Responda, por favor, às seguintes perguntas com base no texto sobre Portugal e o Brasil:
(a) A quem é atribuída a frase "no Brasil, até o passado é incerto"?
(b) Em que dia teve início o 200º aniversário da declaração de independência do Brasil?
(c) Que país o Brasil convidou a associar-se às comemorações do bicentenário?

- EXCERTO DA FONTE:
::::

Portugal e Brasil, uma relação com passado, presente e futuro
Há uma frase icónica sobre o Brasil, cuja autoria é atribuída ao então Ministro da Economia do Governo de Fernando Henrique Cardoso: "no Brasil, até o passado é incerto." Esta frase consolidou-se como uma frase antológica para caracterizar a permanente instabilidade do gigante sul-americano, e diz-se que na sua origem está uma constatação, da equipa de Pedro Malan, de que as contas do Estado estavam todas erradas e, por décadas, haviam sido mal feitas.
Verdadeira ou não, esta frase não se aplica ao relacionamento entre Portugal e o Brasil. Entre os nossos países, não só o passado não é incerto como é justamente esse passado que tem construído e solidificado, ao longo dos anos, um relacionamento singular e de densidade incomparável com qualquer outro que Portugal mantém com países estrangeiros.
Temos à nossa frente uma oportunidade única para celebrarmos o passado, festejarmos o presente e projetarmos o futuro desta relação. No passado dia 7 de Setembro teve início o 200º aniversário da declaração de independência do Brasil, tão retratada no famoso grito do Ipiranga, que tornou o Brasil independente de Portugal. Essa foi uma independência de características muito especiais que não só não inviabilizou Portugal como viabilizou um Brasil unido e poderoso, que contrasta com os seus vizinhos na língua e na dimensão.
A festa do bicentenário será, e assim deve ser, antes de mais uma festa brasileira. Os vínculos especialíssimos que unem o Brasil a Portugal levaram o Brasil a convidar o nosso país a associar-se às comemorações. Fá-lo-emos com muito gosto. As celebrações serão muitas e diversas. E envolverão instituições como esta Universidade onde tenho o prazer de estar a falar-vos hoje.

::::

- INFORMAÇÃO FORNECIDA:
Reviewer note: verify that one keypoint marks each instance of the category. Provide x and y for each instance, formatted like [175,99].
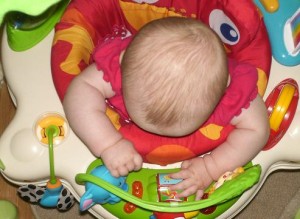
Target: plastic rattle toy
[148,195]
[282,19]
[54,194]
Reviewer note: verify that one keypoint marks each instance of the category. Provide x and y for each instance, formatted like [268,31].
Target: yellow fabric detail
[212,131]
[113,117]
[262,81]
[281,107]
[138,15]
[82,47]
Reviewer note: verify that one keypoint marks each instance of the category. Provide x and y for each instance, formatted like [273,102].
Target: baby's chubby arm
[84,105]
[242,145]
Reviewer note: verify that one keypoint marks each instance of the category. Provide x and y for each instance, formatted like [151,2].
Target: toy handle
[227,191]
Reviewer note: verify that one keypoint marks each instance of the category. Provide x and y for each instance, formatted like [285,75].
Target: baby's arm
[242,145]
[84,105]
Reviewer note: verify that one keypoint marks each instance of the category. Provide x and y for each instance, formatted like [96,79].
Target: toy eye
[224,27]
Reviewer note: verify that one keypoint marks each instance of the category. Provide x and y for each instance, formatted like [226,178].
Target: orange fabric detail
[82,47]
[167,154]
[262,81]
[212,131]
[137,15]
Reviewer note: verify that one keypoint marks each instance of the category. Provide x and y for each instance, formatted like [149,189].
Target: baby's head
[174,73]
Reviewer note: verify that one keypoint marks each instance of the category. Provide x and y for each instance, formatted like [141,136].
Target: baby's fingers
[182,174]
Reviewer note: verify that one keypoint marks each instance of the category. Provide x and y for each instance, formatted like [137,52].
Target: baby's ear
[121,55]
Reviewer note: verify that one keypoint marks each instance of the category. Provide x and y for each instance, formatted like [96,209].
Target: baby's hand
[195,178]
[121,158]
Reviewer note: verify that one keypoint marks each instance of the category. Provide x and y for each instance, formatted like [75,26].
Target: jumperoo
[63,170]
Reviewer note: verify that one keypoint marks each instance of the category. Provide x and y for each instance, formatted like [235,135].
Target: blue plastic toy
[97,195]
[282,19]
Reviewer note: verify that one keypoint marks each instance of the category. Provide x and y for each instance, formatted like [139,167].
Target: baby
[174,72]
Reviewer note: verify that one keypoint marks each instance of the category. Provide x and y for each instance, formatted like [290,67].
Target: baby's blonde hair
[174,72]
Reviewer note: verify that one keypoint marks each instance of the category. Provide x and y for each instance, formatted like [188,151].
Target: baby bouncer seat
[40,129]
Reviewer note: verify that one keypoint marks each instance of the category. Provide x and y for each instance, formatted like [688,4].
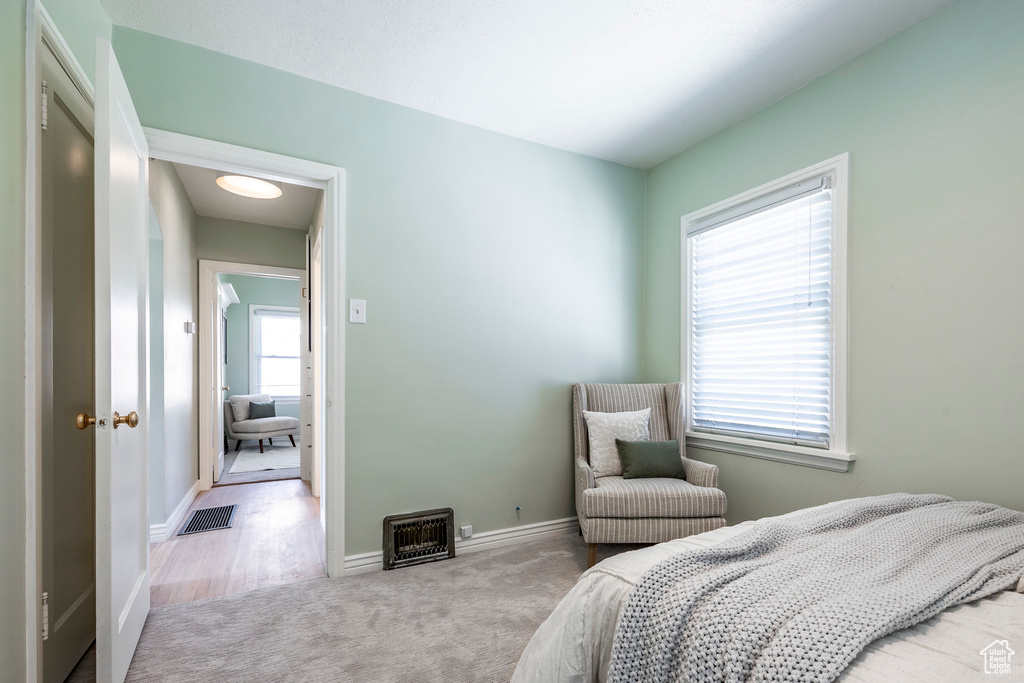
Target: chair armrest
[585,475]
[585,480]
[700,474]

::::

- RESULTADO DA TAREFA:
(a) Ao então Ministro da Economia do Governo de Fernando Henrique Cardoso.
(b) No dia 7 de Setembro.
(c) Portugal.